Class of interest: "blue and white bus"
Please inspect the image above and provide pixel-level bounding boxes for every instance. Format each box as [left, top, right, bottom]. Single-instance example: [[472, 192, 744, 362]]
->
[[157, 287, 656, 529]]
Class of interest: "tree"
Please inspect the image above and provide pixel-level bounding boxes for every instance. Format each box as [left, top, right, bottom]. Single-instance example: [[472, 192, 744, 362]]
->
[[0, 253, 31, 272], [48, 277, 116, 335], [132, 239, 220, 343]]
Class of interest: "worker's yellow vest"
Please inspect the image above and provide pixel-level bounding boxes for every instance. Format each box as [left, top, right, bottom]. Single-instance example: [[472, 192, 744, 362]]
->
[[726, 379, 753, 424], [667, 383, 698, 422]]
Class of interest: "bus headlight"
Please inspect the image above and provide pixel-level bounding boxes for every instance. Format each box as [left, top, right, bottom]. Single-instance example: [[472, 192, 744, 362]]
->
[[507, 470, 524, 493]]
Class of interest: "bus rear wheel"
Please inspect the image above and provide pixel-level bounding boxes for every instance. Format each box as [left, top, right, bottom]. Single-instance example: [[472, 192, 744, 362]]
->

=-=-=-=-=

_What you will do:_ Count the lines of the items above that contain the string "interest", treating uppercase and lowercase as distinct. Give only the number.

_Solution to this task:_ 5